Directions for this task:
Copy every line of the material below word for word, leaving out the pictures.
═══
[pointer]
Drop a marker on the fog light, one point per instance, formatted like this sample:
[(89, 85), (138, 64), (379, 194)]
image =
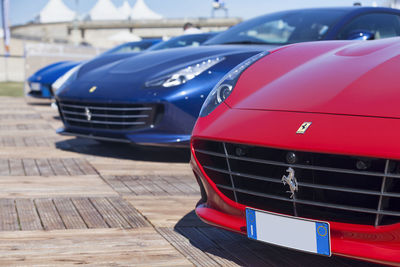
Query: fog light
[(363, 164), (291, 158), (240, 151)]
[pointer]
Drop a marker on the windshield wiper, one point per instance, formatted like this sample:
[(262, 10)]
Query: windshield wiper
[(246, 42)]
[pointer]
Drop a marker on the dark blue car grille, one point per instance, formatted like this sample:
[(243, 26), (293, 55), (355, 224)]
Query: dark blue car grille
[(330, 187), (109, 116)]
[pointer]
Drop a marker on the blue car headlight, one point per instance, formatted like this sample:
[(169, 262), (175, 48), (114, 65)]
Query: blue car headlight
[(225, 86), (66, 79), (186, 74)]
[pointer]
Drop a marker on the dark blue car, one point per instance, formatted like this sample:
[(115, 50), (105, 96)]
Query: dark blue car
[(155, 97), (39, 84)]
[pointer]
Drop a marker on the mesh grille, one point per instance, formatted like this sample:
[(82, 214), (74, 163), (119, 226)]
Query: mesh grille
[(330, 187), (109, 116)]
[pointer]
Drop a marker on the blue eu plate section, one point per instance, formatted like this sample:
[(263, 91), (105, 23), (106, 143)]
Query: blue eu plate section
[(287, 231)]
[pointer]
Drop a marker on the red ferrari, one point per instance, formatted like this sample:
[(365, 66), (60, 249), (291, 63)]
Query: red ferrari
═══
Reply:
[pointer]
Drop a marker on the fog light, one point per instance, formatted like this sample:
[(89, 85), (138, 64), (379, 194)]
image =
Query: fog light
[(363, 164), (291, 158), (240, 151)]
[pointer]
Drop a marker on the windshield wiper, one point per instance, formatted like this sample:
[(262, 10)]
Query: windshield wiper
[(246, 42)]
[pointer]
Drop a marker on the dark blue car grille, one point per instance, formatted like this sample:
[(243, 26), (293, 55), (355, 224)]
Query: dark blue car grille
[(330, 187), (109, 116)]
[pointer]
Drop a marker on the blue car headlight, one point per instance, formatted like this sample:
[(169, 262), (175, 48), (114, 65)]
Query: blue car headlight
[(225, 86), (66, 79), (186, 74)]
[pointer]
Drop a marker on the dark blue car, one point per instance, formatted like this sample:
[(115, 50), (105, 96)]
Query: dark blue car
[(155, 97), (39, 84)]
[pointer]
Drop a marker on the mesh grille, one point per instance, formatted like this sample:
[(82, 214), (74, 163), (119, 226)]
Query: mesh grille
[(330, 187), (109, 116)]
[pointer]
Drop a marker on the blue eu plate section, one point per instance, formatted like this sample:
[(263, 91), (105, 23), (106, 143)]
Query: blue eu plate section
[(287, 231)]
[pointer]
Drop a marker on the red ferrari, one point per instance, formatted like this sample:
[(365, 66), (60, 249), (291, 63)]
Query: red ferrari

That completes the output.